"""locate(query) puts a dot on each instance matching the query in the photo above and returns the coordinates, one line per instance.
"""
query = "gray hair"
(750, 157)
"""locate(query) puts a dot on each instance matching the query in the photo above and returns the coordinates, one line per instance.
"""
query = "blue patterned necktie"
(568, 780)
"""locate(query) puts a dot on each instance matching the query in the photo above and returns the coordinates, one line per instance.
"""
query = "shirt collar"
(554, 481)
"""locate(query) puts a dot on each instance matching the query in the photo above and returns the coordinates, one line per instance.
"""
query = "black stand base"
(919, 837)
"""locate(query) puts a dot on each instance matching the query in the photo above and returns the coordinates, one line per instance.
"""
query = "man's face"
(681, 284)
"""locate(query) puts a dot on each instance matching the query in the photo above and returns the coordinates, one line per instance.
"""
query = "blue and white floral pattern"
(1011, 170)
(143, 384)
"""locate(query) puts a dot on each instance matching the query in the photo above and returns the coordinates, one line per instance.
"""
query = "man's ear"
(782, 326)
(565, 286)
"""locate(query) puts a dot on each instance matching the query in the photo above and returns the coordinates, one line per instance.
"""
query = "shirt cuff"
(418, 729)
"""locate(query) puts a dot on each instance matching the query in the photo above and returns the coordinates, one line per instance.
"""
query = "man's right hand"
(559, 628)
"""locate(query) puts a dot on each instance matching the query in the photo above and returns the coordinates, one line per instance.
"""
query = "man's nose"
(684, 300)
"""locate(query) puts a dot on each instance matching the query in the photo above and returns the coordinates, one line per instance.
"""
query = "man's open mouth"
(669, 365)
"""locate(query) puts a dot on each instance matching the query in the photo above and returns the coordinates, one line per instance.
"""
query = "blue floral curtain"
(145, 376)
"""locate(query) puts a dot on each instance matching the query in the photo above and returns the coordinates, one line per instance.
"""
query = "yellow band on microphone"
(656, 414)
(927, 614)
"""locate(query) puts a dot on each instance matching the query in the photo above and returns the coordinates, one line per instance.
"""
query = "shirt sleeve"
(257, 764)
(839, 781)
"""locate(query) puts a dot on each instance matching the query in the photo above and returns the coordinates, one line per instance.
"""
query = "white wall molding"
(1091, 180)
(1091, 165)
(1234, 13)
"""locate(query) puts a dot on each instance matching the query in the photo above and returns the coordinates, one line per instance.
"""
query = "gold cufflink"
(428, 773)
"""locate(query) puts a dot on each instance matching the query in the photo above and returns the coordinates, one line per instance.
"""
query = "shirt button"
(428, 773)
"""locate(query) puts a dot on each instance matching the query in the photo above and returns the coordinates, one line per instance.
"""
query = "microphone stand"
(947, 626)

---+---

### [WHAT TO WORK ON]
Pull out each line in the rows above that contains the word "stand", and list those lines in the order they appear.

### [WORKED ANSWER]
query = "black stand base"
query = "microphone stand"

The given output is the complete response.